Supplied data:
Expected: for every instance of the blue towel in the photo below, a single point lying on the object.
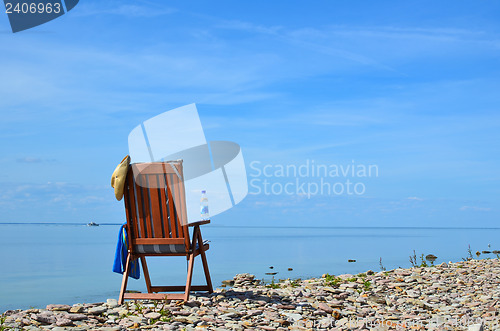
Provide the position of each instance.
(121, 256)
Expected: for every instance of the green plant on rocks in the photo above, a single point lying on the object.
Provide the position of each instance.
(138, 307)
(332, 281)
(423, 263)
(273, 284)
(382, 268)
(2, 321)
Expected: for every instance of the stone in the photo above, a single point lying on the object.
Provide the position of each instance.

The problem: Exactly reproduce each record, leaving out any pictures.

Solved problem:
Expected: for every instance of the blue towel in the photo below, a single point lying on the object.
Provide the position of each instance.
(121, 256)
Expected: for every instance of the green plant on rocks in the photo above, a single point lying on the object.
Provide the position of each instance.
(138, 307)
(332, 281)
(423, 263)
(273, 284)
(382, 268)
(2, 321)
Expected: for every instance of the stone in the photo above, a single point lying on the object.
Provide the position of each instance.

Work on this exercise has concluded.